**Provided text:**
┌──
Monday, September 03, 2012

Nature Can Suck It

At 3:30 this morning my night table started rattling. I had been sleeping and did not appreciate being jolted awake by anything other than Ryan Gosling carrying a Costco-size crate of coffee ice cream. Combined with the fact that I had spent the entire holiday weekend (Labor Day, for those of you not in the US) fighting off an incredibly annoying sinus infection, this was not how I had planned to end the summer of 2012. I mean, it's not like my phone was ringing off the hook anyway, but still. No, Richter scale. NO.



Growing up in New York City, I've been through a bunch of Nor'Easters and more than a few huge storms. Usually what those meant were a couple of days off from school. I remember one instance in high school where they prematurely cancelled classes due to a "hurricane warning," and then the next day turned out to be bright, sunny and like 70 degrees. It was awesome and my friends and I went to the park and hung out all day. Before moving to California, I'd become pretty desensitized to natural disasters, although I sympathized with other areas and always worried about my friends. The only time I'd really been directly affected by a "natural disaster" is when I got up every morning and looked at myself in the mirror.

I'm going to ask you nicely to stop taking pictures of me and
posting them on the internet. Thank you.
Then I moved to Los Angeles. I knew, when I relocated, that earthquakes were a Thing. That kind of freaked me out, but I had also heard that they were very infrequent. My dad had already lived in LA for a few years and had yet to experience one, so I figured I was OK. LA was never my first (or even my eighth) choice of residence, but I got offered a job here, and besides, nothing in Los Angeles is natural anyway, so I thought that maybe the only "disaster" would be like, a dye job or something. 

PS- despite what we all thought we learned from Clueless, the "Pismo Beach" event was entirely made up.


The thought of the ground vibrating and opening up under my feet absolutely fucking terrifies me. I'll admit that most of my fears are pretty irrational adorable, but when something's main characteristics also sound like the coming of the apocalypse, that's enough to make me run far the fuck away. Forever.

That was definitely one of the four signs of the apocalypse.
Earthquakes, Pestilence, Famine, and uh, Bieber.
Free-falling into a black hole of nothing isn't exactly on my bucket list, thanks. What makes it worse is that you never know when one is going to hit- earthquakes sneak up on you, like the stomach flu, or midgets. 

This fun surprise from last night is just the latest in a string of Southern California shake-ups in the last two months. Depending on which news report you read, there have been between thirty to four hundred mini-quakes, all between the magnitude of 3.0-4.5. Maybe it's because I'm so paranoid, but I've felt a lot of them, and they all scare the shit out of me. If yesterday's quake was only a 3.3, I never want to feel anything above a 5. I have no idea why there have been so many in such a short amount of time, but I don't like it, and I can't believe anybody would choose to live an area where the ground could crack open with no prior warning. 

Add this to one more reason why I've booked my flight back home. I still have to wait until my lease is up- right before Halloween- but I do get to leave, and I will never, ever, have to live in constant fear of being swallowed into the Earth ever again. 


1 comment:

Unknown said...

Yikes. I live in Virginia, which is typically pretty free of natural disasters. They get hurricanes on the coast, but I am far enough inland that we typically just get the rain from it.

Last year, though, we had several earthquakes and this summer we had a pretty bad wind storm that knocked our power out for over a week. It was pretty stupid. I can't even imagine living in California, though. Yikes.
└──
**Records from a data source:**
┌──
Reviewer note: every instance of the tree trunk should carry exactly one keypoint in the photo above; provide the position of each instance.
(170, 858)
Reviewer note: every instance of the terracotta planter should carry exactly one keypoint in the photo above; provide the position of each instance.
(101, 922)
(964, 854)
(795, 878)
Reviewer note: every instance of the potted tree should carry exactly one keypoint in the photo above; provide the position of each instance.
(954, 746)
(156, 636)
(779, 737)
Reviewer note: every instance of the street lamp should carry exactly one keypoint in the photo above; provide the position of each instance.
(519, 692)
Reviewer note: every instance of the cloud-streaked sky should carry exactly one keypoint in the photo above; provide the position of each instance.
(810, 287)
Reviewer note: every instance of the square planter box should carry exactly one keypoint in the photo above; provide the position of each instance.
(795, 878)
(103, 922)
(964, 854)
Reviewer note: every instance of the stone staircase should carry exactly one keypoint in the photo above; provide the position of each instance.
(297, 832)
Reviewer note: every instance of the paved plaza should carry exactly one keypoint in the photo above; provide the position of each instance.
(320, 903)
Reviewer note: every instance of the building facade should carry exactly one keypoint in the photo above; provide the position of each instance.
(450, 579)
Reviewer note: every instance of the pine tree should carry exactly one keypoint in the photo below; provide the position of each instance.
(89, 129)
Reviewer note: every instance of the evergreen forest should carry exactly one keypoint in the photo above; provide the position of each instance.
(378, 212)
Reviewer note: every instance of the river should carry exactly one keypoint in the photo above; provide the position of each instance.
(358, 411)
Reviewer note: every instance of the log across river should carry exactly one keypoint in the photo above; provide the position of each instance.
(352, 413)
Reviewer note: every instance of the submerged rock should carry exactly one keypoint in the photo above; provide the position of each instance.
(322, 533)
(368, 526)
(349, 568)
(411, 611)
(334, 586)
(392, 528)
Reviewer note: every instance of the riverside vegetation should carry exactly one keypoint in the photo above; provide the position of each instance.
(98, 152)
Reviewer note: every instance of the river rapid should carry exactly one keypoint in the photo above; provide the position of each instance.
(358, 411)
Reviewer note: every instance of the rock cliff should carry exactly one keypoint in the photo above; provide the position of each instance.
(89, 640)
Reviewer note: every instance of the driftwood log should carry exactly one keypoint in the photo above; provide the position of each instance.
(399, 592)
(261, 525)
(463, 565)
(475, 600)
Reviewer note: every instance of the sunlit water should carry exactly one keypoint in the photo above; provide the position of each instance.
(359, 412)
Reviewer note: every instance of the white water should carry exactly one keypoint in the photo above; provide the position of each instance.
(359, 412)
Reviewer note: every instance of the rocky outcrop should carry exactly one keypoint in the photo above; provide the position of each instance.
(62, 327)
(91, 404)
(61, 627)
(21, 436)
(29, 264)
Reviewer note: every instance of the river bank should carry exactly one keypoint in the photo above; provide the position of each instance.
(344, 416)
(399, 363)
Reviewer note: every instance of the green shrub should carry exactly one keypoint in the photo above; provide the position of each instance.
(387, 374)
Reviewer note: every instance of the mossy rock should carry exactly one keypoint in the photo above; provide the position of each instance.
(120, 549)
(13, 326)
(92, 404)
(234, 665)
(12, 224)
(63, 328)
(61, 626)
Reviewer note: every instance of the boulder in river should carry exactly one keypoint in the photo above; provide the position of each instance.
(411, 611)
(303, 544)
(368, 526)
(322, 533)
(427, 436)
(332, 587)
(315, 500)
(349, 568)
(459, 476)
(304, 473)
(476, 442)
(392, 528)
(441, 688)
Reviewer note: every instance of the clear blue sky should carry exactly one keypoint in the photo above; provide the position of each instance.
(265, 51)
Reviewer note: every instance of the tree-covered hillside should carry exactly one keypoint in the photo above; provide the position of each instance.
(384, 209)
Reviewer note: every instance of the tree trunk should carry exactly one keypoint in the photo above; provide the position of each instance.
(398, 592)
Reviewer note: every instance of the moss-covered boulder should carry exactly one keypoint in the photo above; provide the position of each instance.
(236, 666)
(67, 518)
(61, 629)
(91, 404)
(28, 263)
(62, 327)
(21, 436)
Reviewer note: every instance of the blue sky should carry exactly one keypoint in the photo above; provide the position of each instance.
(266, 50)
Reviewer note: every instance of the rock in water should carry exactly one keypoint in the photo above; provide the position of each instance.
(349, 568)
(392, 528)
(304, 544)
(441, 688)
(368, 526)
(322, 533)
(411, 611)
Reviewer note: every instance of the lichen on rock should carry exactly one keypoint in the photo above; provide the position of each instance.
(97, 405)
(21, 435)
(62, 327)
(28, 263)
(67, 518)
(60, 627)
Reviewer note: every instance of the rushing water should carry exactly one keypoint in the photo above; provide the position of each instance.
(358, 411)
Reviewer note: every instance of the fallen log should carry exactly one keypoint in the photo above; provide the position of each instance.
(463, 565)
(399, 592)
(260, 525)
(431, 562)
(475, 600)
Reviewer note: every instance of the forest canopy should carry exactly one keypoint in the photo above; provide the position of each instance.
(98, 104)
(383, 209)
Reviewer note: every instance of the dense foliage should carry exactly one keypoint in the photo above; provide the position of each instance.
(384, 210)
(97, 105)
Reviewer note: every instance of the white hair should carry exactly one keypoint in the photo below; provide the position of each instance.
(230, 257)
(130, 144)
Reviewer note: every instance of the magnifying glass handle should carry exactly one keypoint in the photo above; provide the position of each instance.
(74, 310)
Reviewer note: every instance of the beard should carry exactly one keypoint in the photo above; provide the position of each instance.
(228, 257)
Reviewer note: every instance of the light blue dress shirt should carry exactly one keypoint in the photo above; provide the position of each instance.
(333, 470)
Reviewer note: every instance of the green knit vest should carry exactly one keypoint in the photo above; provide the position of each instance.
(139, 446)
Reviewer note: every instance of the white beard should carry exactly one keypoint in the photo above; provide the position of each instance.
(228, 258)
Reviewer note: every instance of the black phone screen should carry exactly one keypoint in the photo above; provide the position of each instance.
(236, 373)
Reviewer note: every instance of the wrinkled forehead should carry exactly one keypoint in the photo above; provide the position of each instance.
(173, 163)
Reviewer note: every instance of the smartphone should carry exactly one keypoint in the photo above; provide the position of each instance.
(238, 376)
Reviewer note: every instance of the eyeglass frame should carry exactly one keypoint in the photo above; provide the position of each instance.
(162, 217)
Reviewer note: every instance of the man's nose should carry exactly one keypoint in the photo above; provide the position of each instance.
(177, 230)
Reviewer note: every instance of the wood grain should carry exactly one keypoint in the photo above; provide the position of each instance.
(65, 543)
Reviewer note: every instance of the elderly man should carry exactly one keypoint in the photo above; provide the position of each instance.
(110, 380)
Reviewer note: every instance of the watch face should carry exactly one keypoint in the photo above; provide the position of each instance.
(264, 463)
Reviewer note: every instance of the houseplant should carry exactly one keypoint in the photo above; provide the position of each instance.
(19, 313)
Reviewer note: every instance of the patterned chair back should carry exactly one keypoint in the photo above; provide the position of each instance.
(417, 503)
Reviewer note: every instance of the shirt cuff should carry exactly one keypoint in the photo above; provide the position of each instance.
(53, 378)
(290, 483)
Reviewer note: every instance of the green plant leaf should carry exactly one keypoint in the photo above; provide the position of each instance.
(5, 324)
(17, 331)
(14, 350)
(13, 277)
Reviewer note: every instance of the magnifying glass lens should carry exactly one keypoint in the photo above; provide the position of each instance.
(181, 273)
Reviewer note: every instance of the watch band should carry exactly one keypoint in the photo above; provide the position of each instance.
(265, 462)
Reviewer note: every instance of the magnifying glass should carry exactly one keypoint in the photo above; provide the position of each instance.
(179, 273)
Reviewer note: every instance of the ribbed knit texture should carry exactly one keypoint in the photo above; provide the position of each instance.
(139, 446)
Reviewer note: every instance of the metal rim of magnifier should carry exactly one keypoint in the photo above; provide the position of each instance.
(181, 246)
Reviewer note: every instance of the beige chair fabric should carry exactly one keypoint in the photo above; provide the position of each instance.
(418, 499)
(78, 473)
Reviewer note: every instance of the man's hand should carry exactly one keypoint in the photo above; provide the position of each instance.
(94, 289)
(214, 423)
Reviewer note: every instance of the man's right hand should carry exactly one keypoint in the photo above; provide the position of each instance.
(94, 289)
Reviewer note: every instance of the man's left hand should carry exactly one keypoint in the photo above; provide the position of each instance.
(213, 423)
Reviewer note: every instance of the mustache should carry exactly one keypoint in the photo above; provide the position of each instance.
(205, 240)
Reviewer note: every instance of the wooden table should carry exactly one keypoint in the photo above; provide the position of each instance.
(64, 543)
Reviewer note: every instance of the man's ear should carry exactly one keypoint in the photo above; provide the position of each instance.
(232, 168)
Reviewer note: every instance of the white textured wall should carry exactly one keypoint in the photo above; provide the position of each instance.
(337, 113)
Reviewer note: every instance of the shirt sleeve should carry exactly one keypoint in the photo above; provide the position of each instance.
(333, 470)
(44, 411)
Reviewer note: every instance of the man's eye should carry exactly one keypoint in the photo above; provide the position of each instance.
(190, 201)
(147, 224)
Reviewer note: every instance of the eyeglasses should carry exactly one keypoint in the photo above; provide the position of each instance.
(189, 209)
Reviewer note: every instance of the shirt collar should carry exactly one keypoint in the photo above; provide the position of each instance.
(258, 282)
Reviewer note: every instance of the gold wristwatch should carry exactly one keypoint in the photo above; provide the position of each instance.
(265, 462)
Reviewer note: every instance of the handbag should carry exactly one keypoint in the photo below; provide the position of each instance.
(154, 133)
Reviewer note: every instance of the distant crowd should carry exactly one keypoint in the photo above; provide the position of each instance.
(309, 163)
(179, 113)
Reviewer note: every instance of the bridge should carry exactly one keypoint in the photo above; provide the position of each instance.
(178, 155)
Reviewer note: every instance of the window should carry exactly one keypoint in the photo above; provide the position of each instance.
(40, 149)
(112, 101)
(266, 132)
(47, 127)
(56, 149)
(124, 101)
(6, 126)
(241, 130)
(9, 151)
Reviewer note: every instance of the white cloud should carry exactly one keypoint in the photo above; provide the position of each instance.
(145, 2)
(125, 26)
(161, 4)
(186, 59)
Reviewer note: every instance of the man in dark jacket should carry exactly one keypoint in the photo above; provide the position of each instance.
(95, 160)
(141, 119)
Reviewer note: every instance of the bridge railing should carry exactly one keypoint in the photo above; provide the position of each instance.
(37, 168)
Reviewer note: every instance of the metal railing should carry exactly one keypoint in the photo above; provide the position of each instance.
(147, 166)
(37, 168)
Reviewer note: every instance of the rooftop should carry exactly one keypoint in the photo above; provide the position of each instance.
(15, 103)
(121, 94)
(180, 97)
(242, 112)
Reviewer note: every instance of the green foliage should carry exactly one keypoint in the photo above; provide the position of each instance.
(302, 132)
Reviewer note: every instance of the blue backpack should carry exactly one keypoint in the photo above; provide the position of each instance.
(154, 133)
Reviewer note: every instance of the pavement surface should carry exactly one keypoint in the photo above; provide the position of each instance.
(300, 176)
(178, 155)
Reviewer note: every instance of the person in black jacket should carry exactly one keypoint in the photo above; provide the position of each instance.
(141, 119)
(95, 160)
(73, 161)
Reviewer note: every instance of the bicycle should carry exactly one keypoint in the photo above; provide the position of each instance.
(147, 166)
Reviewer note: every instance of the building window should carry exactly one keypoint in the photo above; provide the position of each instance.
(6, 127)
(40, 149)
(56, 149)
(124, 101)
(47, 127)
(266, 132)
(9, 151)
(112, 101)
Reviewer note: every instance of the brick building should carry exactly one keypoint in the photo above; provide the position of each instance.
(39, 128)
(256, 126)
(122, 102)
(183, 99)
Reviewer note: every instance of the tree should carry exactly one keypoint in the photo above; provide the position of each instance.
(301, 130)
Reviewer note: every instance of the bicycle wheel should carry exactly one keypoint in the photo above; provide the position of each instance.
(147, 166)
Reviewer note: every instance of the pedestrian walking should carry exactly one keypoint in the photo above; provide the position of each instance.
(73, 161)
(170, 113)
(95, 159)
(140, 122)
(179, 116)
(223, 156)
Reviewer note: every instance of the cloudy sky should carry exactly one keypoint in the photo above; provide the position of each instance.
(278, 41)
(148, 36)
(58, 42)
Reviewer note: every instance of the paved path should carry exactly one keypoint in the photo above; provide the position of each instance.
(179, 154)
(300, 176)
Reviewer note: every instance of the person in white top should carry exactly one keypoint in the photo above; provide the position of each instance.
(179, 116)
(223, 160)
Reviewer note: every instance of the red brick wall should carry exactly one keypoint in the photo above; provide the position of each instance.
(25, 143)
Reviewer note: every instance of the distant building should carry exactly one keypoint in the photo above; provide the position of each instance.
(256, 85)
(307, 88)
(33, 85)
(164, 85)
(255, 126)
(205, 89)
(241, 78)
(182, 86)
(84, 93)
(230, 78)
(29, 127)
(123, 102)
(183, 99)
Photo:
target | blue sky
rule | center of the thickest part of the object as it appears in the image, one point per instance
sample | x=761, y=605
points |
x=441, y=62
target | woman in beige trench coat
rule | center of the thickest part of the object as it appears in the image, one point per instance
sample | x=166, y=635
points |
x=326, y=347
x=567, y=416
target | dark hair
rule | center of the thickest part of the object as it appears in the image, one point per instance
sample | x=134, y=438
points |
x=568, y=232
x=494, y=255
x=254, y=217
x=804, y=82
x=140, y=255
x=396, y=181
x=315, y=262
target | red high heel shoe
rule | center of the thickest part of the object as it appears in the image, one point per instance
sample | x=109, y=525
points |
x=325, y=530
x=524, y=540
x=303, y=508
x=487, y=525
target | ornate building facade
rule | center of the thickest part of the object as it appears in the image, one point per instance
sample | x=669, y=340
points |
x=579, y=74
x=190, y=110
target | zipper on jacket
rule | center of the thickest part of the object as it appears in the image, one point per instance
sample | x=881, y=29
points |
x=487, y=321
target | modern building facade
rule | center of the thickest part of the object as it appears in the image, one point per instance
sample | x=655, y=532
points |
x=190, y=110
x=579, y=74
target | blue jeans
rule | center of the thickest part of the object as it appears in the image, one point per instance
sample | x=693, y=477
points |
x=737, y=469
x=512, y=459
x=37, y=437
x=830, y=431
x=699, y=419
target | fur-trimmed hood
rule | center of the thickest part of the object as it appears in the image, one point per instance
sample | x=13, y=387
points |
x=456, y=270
└──
**Prompt:** From the earthquake blog post, extract word for word the part that opens with the words containing "Unknown said..." and closes with "rain from it.".

**Solution to this task:**
Unknown said...

Yikes. I live in Virginia, which is typically pretty free of natural disasters. They get hurricanes on the coast, but I am far enough inland that we typically just get the rain from it.